*STATED TASK*. Everything from the line containing "[locate] ice crystal" through the last line of the records must be returned verbatim, and nothing outside that range.

*INFORMATION PROVIDED*.
============================================================

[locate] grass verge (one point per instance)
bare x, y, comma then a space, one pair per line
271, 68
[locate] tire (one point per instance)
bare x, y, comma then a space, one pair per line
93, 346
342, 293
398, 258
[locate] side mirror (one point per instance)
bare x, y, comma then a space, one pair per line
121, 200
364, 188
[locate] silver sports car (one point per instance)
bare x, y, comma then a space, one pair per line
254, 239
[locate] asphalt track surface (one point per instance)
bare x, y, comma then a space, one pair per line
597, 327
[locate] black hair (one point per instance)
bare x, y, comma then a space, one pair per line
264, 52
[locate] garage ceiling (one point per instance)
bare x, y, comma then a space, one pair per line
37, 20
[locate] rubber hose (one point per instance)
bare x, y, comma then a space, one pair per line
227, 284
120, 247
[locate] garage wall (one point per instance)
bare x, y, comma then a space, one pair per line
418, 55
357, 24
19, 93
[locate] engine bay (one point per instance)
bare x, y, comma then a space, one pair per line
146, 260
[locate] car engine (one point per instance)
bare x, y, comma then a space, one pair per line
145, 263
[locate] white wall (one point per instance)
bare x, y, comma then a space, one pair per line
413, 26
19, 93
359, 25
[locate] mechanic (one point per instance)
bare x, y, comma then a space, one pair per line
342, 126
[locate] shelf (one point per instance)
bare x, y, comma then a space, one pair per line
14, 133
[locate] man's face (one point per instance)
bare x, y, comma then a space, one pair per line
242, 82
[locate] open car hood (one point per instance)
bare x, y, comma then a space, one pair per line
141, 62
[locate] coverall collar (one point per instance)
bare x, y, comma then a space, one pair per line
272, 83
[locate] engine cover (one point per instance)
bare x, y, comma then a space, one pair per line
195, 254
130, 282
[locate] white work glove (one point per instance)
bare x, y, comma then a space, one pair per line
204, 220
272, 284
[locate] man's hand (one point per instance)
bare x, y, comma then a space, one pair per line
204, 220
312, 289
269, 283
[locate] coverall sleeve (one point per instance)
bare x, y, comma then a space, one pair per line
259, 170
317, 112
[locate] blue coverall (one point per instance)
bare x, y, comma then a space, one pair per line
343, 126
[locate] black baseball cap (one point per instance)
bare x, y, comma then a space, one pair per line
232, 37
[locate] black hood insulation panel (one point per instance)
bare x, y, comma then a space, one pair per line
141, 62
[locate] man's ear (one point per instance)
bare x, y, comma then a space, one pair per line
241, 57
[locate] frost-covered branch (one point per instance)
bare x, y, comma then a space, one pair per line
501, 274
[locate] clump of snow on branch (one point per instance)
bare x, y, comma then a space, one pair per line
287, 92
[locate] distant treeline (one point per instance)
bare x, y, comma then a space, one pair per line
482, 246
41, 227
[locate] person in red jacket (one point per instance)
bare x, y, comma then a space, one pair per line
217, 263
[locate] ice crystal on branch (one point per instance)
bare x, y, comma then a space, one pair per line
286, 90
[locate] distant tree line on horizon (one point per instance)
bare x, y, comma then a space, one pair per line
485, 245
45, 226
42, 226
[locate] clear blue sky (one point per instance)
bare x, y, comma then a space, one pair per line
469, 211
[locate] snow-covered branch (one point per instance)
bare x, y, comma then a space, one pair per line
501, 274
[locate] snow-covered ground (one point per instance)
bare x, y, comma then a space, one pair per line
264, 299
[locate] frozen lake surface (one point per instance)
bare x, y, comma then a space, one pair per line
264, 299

============================================================

*FULL ANSWER*.
[locate] ice crystal on branch (one point per instance)
bare x, y, comma then a space, one pair per line
286, 90
[locate] distant tree line on horizon (one point per instance)
bare x, y, comma then a space, one pair per line
485, 245
45, 226
42, 226
[locate] clear blue sky (one point per instance)
bare x, y, comma then a space, one pair per line
469, 211
[locate] snow-covered branch (one point per instance)
bare x, y, comma then a space, one pair per line
501, 274
[locate] snow-covered ground (one point per instance)
bare x, y, comma then a space, one pair per line
264, 299
[locate] frozen lake surface (one point per instance)
bare x, y, comma then a space, one pair per line
264, 299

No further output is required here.